**Written instruction**
Pull out every line below that contains the word "region", matching case exactly.

═══ Information given

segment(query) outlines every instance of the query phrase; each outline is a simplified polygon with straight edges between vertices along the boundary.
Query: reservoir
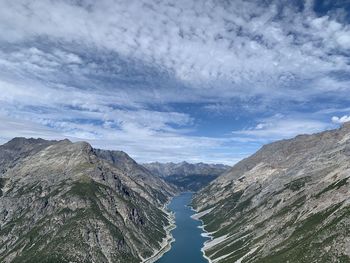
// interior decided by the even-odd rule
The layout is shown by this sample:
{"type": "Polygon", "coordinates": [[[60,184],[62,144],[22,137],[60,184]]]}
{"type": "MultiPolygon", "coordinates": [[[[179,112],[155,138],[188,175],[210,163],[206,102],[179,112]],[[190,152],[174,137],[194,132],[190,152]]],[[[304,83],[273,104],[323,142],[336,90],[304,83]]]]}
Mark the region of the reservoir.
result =
{"type": "Polygon", "coordinates": [[[188,207],[192,195],[183,193],[169,204],[168,208],[175,213],[176,228],[172,231],[175,242],[156,263],[208,263],[201,251],[207,238],[201,236],[202,230],[198,228],[201,222],[191,218],[195,212],[188,207]]]}

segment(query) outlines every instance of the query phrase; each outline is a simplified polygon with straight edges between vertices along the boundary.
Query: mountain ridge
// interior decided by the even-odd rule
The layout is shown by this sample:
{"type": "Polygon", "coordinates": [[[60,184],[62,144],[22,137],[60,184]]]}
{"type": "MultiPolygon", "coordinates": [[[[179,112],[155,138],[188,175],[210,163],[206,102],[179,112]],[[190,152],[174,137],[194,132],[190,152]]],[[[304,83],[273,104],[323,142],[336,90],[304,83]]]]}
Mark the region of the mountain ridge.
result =
{"type": "Polygon", "coordinates": [[[0,147],[28,148],[3,161],[1,262],[143,262],[170,241],[175,190],[161,179],[139,182],[86,142],[25,140],[0,147]]]}
{"type": "Polygon", "coordinates": [[[193,200],[212,262],[350,262],[350,124],[263,146],[193,200]]]}
{"type": "Polygon", "coordinates": [[[146,169],[183,191],[198,191],[230,168],[224,164],[206,163],[146,163],[146,169]]]}

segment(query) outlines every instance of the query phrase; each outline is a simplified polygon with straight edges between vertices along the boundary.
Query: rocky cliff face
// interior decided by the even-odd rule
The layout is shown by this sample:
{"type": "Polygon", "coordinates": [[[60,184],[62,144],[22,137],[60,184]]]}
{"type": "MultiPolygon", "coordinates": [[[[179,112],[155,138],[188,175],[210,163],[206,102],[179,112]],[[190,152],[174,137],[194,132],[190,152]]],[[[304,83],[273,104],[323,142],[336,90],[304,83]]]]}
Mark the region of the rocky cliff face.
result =
{"type": "Polygon", "coordinates": [[[163,177],[167,182],[182,190],[198,191],[208,185],[230,167],[223,164],[181,163],[148,163],[144,166],[152,174],[163,177]]]}
{"type": "Polygon", "coordinates": [[[350,262],[350,124],[262,147],[197,194],[212,262],[350,262]]]}
{"type": "Polygon", "coordinates": [[[173,189],[110,155],[68,140],[1,146],[0,262],[141,262],[160,249],[173,189]]]}

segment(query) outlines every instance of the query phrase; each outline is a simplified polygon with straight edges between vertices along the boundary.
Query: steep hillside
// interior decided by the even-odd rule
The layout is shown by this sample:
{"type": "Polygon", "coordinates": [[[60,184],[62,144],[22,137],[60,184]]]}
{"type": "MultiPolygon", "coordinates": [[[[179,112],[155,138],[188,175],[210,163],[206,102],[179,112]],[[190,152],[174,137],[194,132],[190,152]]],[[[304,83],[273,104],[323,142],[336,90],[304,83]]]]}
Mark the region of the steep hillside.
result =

══════

**Output of the task**
Mark the region of the reservoir.
Mark the region of the mountain ridge.
Mark the region of the rocky cliff face.
Mark the region of the steep hillside.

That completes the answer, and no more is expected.